_Work required:_
Pull out each of the lines below that contains the string "outline", and copy them in their original order.

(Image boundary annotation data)
══════════════════════════════

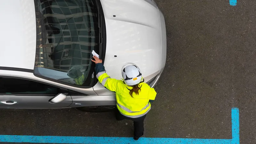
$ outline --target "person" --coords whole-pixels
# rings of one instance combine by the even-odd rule
[[[139,67],[132,63],[122,68],[123,79],[110,78],[106,73],[102,60],[95,56],[92,60],[96,64],[95,71],[99,81],[105,87],[116,92],[116,118],[133,121],[133,139],[137,140],[143,135],[144,120],[151,108],[150,102],[155,100],[156,92],[153,88],[144,83]]]

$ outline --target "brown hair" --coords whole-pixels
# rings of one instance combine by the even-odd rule
[[[137,95],[138,95],[139,92],[139,91],[140,92],[140,87],[139,86],[139,84],[131,85],[131,86],[132,87],[132,89],[131,90],[130,90],[130,92],[129,93],[130,94],[130,95],[131,95],[132,97],[133,98],[133,97],[132,96],[132,93],[134,92],[135,94]]]

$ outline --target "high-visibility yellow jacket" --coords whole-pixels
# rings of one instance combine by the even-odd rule
[[[132,97],[129,92],[132,87],[126,84],[122,80],[110,78],[106,73],[102,63],[97,64],[95,69],[99,81],[105,87],[116,92],[116,107],[121,114],[128,117],[136,118],[148,112],[151,108],[149,100],[155,100],[156,92],[154,88],[144,83],[143,78],[139,84],[140,87],[139,95],[134,92]]]

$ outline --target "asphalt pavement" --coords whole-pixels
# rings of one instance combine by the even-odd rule
[[[256,143],[256,2],[155,0],[165,17],[167,56],[143,137]],[[76,109],[0,110],[0,134],[131,137],[132,121]]]

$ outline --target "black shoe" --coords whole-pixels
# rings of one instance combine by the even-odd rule
[[[133,137],[133,140],[139,140],[139,138],[135,138],[135,137]]]

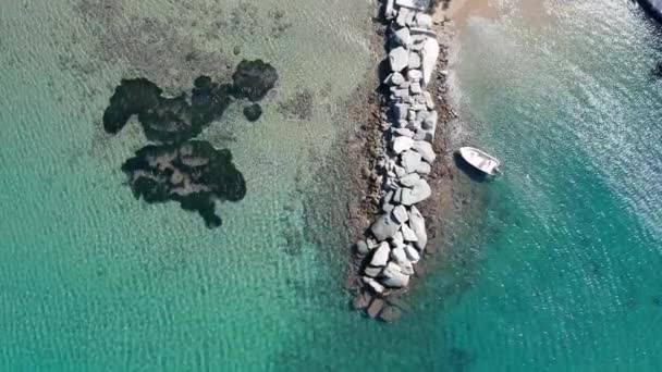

══════════════════════════════

_Completed task:_
$ outline --target "person" --coords whole-pixels
$ outline --target "brown hair" --coords whole-pixels
$ outline --target "high-visibility yellow jacket" --coords whole-pixels
$ outline --target "asphalt pavement" --coords whole-pixels
$ outline --target "black shoe" --coords whole-pixels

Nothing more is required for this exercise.